→ Datos disponibles
....

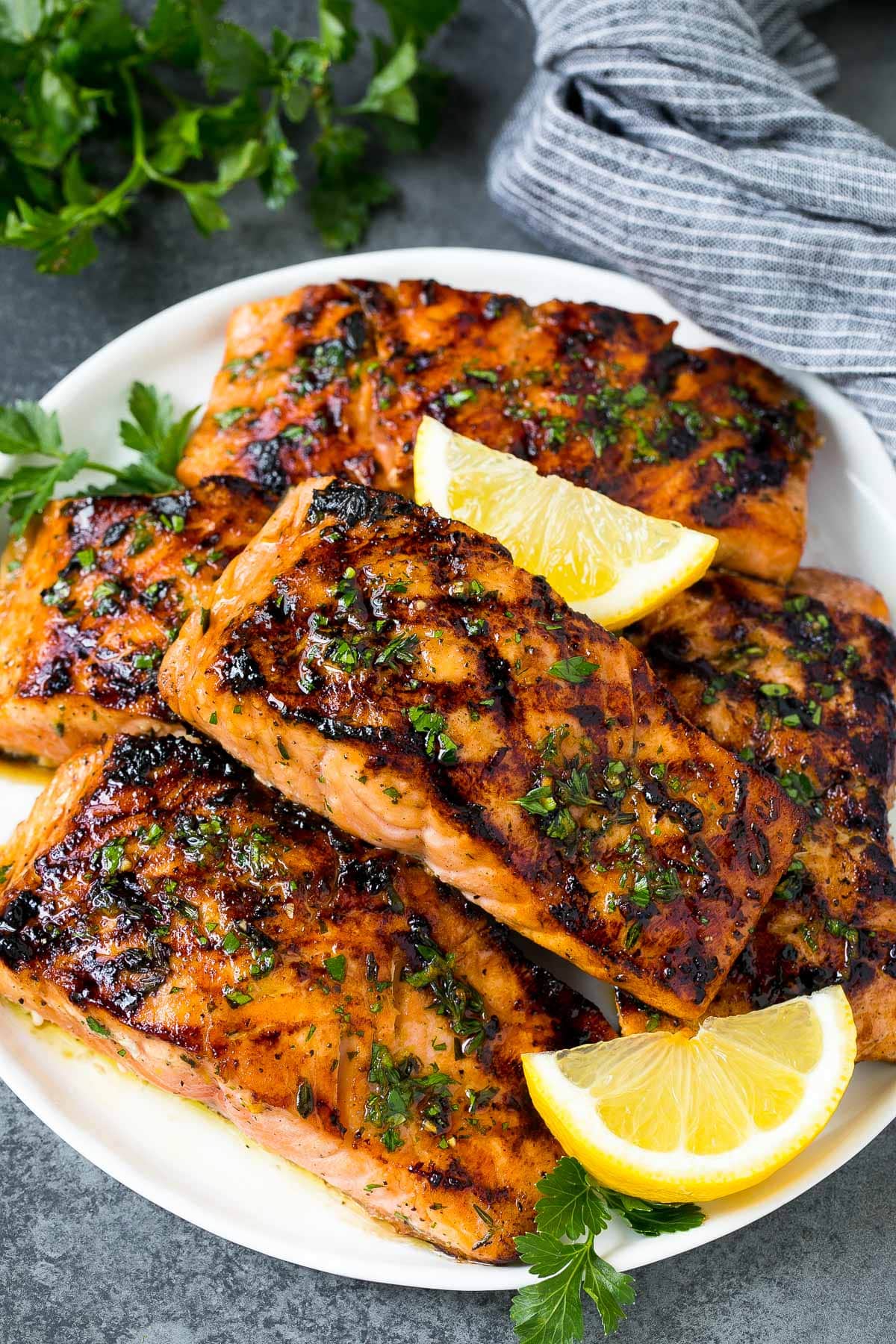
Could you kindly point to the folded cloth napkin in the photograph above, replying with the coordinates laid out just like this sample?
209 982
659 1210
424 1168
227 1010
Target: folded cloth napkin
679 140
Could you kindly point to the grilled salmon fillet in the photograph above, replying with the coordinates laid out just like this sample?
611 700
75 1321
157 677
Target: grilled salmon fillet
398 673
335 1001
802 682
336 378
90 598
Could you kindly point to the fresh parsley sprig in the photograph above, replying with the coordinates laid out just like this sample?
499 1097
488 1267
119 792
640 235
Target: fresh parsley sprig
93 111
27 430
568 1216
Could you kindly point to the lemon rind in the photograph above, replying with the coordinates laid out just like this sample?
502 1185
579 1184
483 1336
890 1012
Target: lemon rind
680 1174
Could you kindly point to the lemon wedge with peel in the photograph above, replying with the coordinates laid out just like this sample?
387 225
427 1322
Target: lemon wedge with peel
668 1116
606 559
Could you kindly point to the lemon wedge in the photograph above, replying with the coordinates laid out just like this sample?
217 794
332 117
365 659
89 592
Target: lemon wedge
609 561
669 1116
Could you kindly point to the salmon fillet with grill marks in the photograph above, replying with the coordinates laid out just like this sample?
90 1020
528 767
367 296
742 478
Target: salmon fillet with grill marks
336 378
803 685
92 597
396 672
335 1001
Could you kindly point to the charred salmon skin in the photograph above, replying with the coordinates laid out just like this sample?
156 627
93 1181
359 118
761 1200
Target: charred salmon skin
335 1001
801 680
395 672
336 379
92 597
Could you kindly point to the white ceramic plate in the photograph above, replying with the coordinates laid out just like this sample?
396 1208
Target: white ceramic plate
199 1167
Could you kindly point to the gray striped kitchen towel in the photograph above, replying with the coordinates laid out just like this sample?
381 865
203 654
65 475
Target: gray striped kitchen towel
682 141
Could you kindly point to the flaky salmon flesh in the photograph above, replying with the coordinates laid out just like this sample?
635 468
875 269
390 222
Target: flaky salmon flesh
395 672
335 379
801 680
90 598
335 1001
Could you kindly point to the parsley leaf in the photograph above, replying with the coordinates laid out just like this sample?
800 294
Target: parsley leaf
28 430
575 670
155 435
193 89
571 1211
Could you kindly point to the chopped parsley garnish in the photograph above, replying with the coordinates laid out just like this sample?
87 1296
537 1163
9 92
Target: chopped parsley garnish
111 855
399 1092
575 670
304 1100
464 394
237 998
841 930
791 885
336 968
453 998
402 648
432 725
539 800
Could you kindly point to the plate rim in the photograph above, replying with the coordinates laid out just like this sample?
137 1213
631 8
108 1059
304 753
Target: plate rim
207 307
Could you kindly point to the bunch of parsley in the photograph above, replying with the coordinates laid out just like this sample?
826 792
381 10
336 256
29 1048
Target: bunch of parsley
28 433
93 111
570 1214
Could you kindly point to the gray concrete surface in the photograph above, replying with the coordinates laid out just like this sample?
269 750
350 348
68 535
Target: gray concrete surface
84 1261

....

→ Consigna
Reproduzca sin ningún cambio las líneas que comienzan en la que contiene "Could you kindly point to the parsley" y llegan hasta el final de los ítems, ambos extremos incluidos.

→ Respuesta
Could you kindly point to the parsley leaf in the photograph above, replying with the coordinates laid out just like this sample?
800 294
Target: parsley leaf
28 430
575 670
155 435
193 89
571 1211
Could you kindly point to the chopped parsley garnish in the photograph above, replying with the coordinates laid out just like this sample?
87 1296
537 1163
9 92
Target: chopped parsley garnish
111 855
399 1092
575 670
304 1100
464 394
237 998
841 930
791 885
336 968
453 998
402 648
432 725
539 800
Could you kindly point to the plate rim in the photograph above, replying with the coordinates laid out just like this sample?
137 1213
631 8
108 1059
304 753
Target: plate rim
207 307
Could you kindly point to the bunch of parsley in the photograph above, replying with the coordinates laid out just like this sample?
826 792
381 10
336 256
29 1048
Target: bunch of parsley
28 433
93 111
570 1214
Could you kindly point to the gray concrete surface in the photograph above, replying with the coordinates laid out just like this sample?
269 750
350 348
68 535
Target: gray concrete surface
84 1261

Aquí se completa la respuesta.